_SELECTED EXCERPT:_
+--

Empowering Pinterest Data Scientists and Machine Learning Engineers with PySpark

3,762
Pinterest
Pinterest is a social bookmarking site where users collect and share photos of their favorite events, interests and hobbies. One of the fastest growing social networks online, Pinterest is the third-largest such network behind only Facebook and Twitter.

Data scientists and machine learning engineers at Pinterest found themselves hitting major challenges with existing tools. Hive and Presto were readily accessible tools for large scale data transformations, but complex logic is difficult to write in SQL. Some engineers wrote complex logics in Cascading or Scala Spark jobs, but these have a steep learning curve and take significantly more time to learn and build jobs. Furthermore, data scientists and machine learning engineers often trained models in a small-scale notebook environment, but they lacked the tools to perform large-scale inference.

To combat these challenges, we, (machine learning and data processing platform engineers), built and productionized PySpark infrastructure. The PySpark infrastructure gives our users the following capabilities:

  • Writing logic using the familiar Python language and libraries, in isolated environments that allow experimenting with new packages.

+--

_RECORDS:_

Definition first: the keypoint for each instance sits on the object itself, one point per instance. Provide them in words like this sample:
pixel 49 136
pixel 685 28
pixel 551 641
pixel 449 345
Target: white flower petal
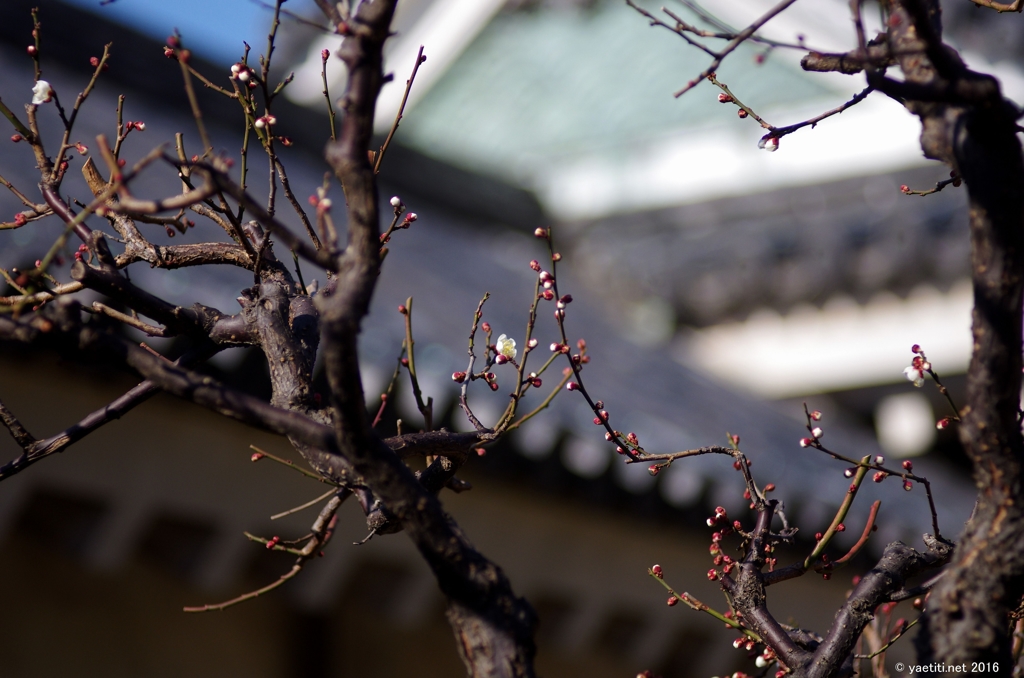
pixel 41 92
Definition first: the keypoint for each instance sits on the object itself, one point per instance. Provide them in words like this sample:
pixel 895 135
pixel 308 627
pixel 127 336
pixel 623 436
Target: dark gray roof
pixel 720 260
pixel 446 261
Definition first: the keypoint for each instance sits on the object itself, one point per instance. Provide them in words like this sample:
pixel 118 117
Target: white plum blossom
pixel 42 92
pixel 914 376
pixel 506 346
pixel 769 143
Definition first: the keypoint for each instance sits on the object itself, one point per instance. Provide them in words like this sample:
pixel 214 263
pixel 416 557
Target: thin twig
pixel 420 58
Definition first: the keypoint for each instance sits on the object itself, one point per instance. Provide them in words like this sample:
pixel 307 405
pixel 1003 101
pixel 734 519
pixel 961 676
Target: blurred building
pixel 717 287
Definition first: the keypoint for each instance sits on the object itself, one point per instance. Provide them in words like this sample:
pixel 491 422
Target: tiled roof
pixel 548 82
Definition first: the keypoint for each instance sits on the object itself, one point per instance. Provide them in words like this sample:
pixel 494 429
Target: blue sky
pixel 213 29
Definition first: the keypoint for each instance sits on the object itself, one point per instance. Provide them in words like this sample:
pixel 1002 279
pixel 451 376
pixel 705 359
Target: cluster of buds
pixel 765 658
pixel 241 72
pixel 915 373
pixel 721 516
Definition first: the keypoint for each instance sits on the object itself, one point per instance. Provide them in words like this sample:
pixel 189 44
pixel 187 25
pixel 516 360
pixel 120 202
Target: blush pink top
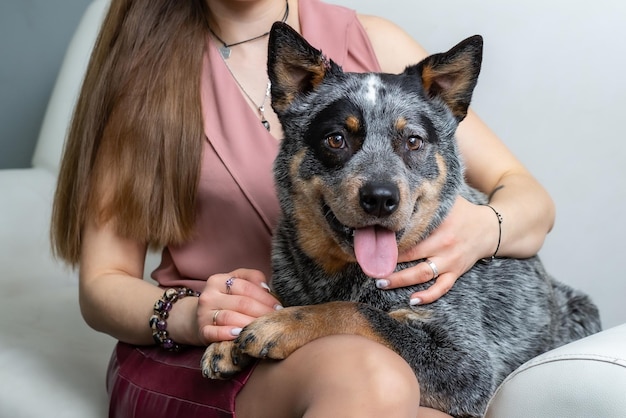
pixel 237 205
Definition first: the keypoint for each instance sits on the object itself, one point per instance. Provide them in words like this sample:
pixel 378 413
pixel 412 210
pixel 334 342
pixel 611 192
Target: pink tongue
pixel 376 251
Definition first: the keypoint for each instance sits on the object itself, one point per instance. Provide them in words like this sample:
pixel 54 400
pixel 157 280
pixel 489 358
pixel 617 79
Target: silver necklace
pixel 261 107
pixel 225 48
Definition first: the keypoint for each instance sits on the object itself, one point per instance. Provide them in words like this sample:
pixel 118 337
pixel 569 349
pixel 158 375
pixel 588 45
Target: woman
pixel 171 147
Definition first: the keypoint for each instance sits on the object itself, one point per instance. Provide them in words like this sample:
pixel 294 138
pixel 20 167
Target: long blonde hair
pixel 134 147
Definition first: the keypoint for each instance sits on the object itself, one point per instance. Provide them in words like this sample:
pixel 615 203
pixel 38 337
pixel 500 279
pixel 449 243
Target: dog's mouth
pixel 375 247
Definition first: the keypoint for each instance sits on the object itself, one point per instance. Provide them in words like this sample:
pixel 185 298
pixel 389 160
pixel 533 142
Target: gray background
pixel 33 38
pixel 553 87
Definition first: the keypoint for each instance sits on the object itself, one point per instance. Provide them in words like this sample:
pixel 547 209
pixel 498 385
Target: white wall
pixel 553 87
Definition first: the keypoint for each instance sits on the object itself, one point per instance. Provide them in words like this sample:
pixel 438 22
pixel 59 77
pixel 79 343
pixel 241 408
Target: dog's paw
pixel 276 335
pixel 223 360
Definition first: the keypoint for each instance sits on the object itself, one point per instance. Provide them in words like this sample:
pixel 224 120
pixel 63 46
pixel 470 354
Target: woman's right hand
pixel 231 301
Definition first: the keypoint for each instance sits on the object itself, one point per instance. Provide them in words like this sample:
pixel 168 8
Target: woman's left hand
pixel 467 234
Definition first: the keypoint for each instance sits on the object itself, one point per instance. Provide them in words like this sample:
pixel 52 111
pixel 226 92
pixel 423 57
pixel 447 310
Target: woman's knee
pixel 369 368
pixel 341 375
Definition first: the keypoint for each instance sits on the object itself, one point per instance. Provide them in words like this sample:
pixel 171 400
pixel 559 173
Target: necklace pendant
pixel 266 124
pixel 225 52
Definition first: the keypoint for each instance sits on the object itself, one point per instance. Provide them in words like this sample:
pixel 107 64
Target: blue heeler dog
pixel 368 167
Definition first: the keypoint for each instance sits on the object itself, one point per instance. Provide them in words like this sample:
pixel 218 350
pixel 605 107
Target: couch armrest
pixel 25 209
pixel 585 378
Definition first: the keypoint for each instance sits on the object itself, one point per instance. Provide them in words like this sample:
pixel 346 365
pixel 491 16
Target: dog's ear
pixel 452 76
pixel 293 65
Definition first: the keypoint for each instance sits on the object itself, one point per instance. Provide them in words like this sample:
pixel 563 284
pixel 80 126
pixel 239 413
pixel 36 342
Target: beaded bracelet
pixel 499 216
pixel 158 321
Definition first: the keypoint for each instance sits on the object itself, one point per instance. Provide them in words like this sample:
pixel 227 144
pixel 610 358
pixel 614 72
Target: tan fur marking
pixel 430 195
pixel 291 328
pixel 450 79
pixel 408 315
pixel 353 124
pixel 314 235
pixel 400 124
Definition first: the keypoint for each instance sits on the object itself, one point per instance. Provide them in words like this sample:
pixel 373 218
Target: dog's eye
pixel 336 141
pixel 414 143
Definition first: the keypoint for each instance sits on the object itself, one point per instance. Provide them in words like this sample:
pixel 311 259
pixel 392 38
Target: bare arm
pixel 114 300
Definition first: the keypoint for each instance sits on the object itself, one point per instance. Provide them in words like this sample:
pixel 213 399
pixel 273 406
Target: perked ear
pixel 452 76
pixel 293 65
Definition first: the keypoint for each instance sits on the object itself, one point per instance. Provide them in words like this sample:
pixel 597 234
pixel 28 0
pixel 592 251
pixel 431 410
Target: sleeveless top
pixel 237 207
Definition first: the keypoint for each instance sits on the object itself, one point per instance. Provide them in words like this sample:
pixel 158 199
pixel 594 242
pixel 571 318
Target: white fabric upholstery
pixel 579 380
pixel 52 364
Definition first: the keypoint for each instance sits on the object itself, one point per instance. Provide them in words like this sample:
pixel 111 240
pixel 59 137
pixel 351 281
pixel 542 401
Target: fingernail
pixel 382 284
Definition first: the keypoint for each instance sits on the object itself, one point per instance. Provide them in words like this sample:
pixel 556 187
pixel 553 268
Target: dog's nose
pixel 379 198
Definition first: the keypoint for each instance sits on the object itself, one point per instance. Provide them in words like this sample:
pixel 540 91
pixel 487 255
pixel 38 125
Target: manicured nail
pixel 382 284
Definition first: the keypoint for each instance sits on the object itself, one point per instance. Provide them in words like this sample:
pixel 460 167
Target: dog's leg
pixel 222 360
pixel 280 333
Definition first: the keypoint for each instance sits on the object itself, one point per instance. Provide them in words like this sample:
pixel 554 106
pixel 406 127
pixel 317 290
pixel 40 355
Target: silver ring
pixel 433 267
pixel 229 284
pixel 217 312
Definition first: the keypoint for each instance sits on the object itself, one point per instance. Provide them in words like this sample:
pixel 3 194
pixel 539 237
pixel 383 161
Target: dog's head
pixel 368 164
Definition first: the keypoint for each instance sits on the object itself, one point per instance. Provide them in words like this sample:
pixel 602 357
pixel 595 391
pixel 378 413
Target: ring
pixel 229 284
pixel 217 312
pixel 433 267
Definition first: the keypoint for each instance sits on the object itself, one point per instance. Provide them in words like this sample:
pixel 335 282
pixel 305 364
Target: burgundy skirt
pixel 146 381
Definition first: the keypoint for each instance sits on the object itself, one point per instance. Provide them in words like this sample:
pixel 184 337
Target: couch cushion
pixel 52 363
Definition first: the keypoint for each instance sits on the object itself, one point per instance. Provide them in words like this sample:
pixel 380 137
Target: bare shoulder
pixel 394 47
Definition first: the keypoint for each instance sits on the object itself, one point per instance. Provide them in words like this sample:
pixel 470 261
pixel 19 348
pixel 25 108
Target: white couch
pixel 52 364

+--

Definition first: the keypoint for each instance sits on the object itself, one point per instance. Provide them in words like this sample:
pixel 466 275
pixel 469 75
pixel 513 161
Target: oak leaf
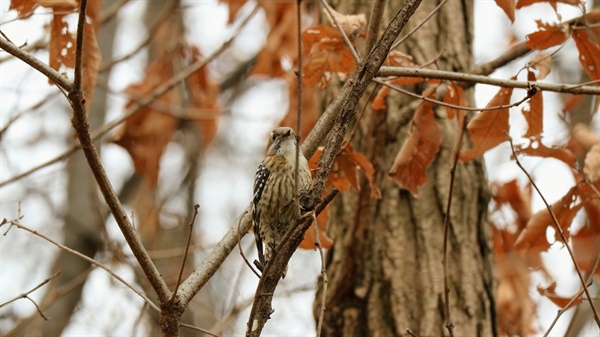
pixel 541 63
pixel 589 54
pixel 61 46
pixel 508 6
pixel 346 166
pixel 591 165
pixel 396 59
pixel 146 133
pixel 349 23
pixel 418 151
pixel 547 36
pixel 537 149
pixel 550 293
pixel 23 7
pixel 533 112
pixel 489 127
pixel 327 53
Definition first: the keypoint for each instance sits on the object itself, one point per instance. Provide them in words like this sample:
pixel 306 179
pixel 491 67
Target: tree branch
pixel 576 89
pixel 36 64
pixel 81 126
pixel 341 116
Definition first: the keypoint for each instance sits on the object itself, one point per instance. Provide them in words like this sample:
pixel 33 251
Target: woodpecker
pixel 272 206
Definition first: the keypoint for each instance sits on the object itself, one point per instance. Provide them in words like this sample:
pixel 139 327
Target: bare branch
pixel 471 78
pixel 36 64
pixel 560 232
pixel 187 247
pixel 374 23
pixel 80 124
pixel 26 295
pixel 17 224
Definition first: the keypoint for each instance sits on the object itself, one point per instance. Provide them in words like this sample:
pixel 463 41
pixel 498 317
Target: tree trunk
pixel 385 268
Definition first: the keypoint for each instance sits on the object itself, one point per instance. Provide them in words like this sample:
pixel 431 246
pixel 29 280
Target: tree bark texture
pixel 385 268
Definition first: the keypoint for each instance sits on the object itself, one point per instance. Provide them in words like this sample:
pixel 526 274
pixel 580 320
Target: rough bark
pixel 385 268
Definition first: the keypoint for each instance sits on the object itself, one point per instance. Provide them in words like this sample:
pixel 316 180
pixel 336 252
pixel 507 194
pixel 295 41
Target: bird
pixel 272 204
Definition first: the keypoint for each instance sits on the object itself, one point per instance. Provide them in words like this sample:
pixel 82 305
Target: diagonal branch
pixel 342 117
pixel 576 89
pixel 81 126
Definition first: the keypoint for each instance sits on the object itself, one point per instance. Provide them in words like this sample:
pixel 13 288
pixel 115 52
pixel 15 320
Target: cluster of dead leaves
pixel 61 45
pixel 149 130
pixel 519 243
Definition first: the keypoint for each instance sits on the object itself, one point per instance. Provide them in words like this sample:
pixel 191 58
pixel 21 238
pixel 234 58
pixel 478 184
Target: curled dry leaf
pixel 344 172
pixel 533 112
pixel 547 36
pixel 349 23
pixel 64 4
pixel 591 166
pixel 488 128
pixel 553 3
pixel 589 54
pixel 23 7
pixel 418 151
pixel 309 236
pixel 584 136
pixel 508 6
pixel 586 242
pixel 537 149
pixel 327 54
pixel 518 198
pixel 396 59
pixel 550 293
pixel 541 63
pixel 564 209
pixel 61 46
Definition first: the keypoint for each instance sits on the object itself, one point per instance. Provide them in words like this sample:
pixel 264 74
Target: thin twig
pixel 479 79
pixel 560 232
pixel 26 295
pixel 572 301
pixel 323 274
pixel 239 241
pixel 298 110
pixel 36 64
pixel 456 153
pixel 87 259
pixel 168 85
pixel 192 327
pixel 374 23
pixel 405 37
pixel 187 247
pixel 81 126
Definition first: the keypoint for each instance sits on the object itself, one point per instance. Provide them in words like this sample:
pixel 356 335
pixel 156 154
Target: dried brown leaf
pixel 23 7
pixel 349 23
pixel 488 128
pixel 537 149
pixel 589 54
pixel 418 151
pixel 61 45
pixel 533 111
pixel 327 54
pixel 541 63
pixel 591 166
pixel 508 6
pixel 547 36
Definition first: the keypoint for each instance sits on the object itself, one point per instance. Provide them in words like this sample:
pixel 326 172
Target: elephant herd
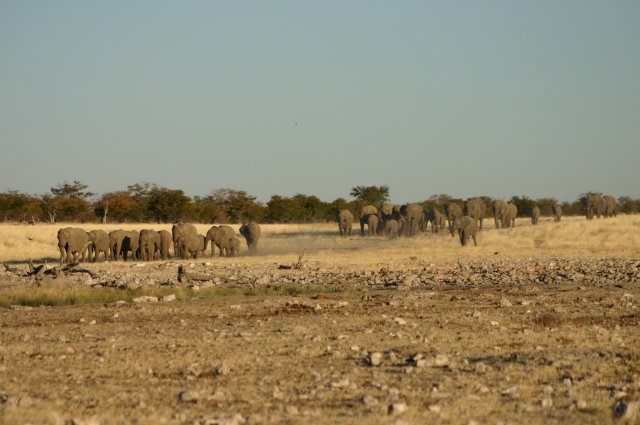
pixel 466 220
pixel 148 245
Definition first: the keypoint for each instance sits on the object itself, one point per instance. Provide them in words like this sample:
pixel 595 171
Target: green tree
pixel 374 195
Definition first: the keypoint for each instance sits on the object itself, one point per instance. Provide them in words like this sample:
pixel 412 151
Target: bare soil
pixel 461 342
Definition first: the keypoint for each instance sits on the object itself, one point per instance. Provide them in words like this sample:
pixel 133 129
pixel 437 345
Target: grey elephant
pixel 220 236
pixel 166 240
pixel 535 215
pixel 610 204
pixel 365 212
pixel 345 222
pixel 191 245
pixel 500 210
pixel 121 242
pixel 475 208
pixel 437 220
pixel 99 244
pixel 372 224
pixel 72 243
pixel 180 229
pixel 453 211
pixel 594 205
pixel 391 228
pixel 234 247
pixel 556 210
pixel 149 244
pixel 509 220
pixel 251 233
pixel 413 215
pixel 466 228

+--

_WHAT IS ASKED:_
#1 According to the Pinterest PySpark text, why were Hive and Presto not enough for data scientists and machine learning engineers, even though they were easy to reach? Answer in one to three sentences.
#2 List every tool or job framework that the Pinterest PySpark text names as already in use before the PySpark infrastructure was built.
#3 Translate this sentence from the Pinterest PySpark text into Spanish: "Hive and Presto were readily accessible tools for large scale data transformations, but complex logic is difficult to write in SQL."

_ANSWERS:_
#1 Hive and Presto were readily accessible for large-scale data transformations, but they work through SQL, and complex logic is difficult to write in SQL.

#2 Hive, Presto, Cascading, Scala Spark

#3 Hive y Presto eran herramientas de fácil acceso para transformaciones de datos a gran escala, pero la lógica compleja es difícil de escribir en SQL.